→ TEXTE SOURCE:
=-=-=-=-=

Dans la fabrication des tissus destinés à nous vêtir, ces principes sont, d’une manière plus ou moins inconsciente, mis à profit. On obtient des vêtemens très chauds avec des tissus légers, lâches et spongieux, pouvant retenir dans les interstices de leurs fibres un grand volume d’air ; j’ai dit : retenir, il serait plus juste de dire : laisser passer. En effet, l’air tiède que renferment nos habits n’est pas immobile, il circule et se renouvelle sans cesse en filtrant à travers les enveloppes que nous croyons, à tort, destinées à nous isoler du milieu ambiant. C’est même une condition essentielle pour un bon vêtement de ne pas mettre obstacle à la ventilation. Les étoffes les plus chaudes laissent passer l’air plus facilement que les tissus réputés frais. M. Pettenkofer a démontré cette vérité en mesurant les volumes d’air qui traversaient, sous la même pression et dans le même temps, une série de tubes fermés par des morceaux d’étoffes de nature diverse ; les nombres suivans donneront une idée de leur perméabilité relative :


Flanelle 100 Drap fort 58
Toile 58 Peau de daim 51
Soie 40 Peau glacée 1


La flanelle est donc cent fois plus perméable à l’air qu’un gant glacé et cependant nous savons qu’elle tient infiniment plus chaud. En mettant des couches doubles, on ne modifie que très peu les volumes d’air transmis.

=-=-=-=-=

→ SÉRIE D'EXERCICES:
**1.** D'après le texte sur les vêtements, qui a démontré que les étoffes les plus chaudes laissent passer l'air plus facilement que les tissus réputés frais ?
**2.** Les affirmations suivantes concordent-elles avec le texte sur les vêtements ? Répondez à chacune par oui ou non, en citant les mots décisifs du texte.
(a) La flanelle est cent fois plus perméable à l'air qu'un gant glacé.
(b) Mettre des couches doubles modifie fortement les volumes d'air transmis.
(c) L'air tiède contenu dans nos habits reste immobile.
**3.** Recopiez sans rien changer tout le passage du texte sur les vêtements, depuis « La flanelle est » jusqu'à « volumes d’air transmis. ».

→ DONNÉES FOURNIES:

=-=-=-=-=

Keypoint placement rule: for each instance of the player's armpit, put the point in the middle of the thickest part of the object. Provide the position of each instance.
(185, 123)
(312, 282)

=-=-=-=-=

→ RÉPONSES FINALES:
**1.** M. Pettenkofer.

**2.**
(a) Oui : « La flanelle est donc cent fois plus perméable à l’air qu’un gant glacé ».
(b) Non : « En mettant des couches doubles, on ne modifie que très peu les volumes d’air transmis ».
(c) Non : « l’air tiède que renferment nos habits n’est pas immobile ».

**3.**
La flanelle est donc cent fois plus perméable à l’air qu’un gant glacé et cependant nous savons qu’elle tient infiniment plus chaud. En mettant des couches doubles, on ne modifie que très peu les volumes d’air transmis.